## Exercícios
(A) Resuma o excerto em duas frases.
(B) De acordo com o excerto, quantos alunos tem, em média, uma turma do ensino básico?

## Excerto
=-=-=-=-=

Se é verdade que, entre 2000 e 2013, o número de crianças na escola primária aumentou para quase 3 milhões (2.815.000), constata o UNICEF que “o baixo nível de aprendizagem torna-se uma questão de crescente preocupação”.
Este baixo nível de aprendizagem resulta, em parte, segundo vários estudos, do sistema de passagens semi-automáticas, que permite que uma criança transite até ao quinto ano de escolaridade sem reprovar, aplicado nas escolas moçambicanas no âmbito do novo currículo escolar, introduzido em 2004.
Outra das causas da baixa qualidade de ensino em Moçambique deve-se à falta de escolas e professores, o que origina turmas superlotadas (uma turma do ensino básico tem, em média, 72 alunos).
É evidente a falta de unidades sanitárias, pessoal de saúde, medicamentos, escolas, professores, porque, apesar dos discursos e documentos de intenções, sistematicamente os Governos do partido Frelimo não têm dado prioridade à Saúde e à Educação.
A título ilustrativo, da divergência entre o discurso e a prática, em 2013 o Governo destinou 15.731.599.580,00 meticais (524.386.652,67 dólares norte-americanos, ao câmbio de 1 dólar = 30 Mt) para o sector Saúde porém foi pedir emprestado à China, cerca de 22.500.000,00 de meticais (750.000.000 dólares norte-americanos) para construir uma ponte de pouco mais de três quilómetros, ligando a cidade de Maputo ao distrito municipal da Catembe.
Quantas crianças e mulheres deixariam de morrer se em vez de fazer dívida para construir uma ponte se tivessem construído hospitais e comprado mais medicamentos?

=-=-=-=-=

## Amostra de dados

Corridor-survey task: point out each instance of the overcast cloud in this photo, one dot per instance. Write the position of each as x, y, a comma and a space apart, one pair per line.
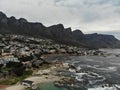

=-=-=-=-=

## Soluções
(A) Entre 2000 e 2013, o número de crianças na escola primária aumentou para quase 3 milhões, mas o UNICEF considera o baixo nível de aprendizagem uma preocupação crescente, atribuída em parte ao sistema de passagens semi-automáticas do currículo introduzido em 2004 e à falta de escolas e professores, que origina turmas superlotadas. O texto afirma que os Governos da Frelimo não têm dado prioridade à Saúde e à Educação e ilustra essa divergência com o contraste entre a verba destinada à Saúde em 2013 e o empréstimo pedido à China para construir uma ponte entre Maputo e a Catembe.

(B) 72 alunos.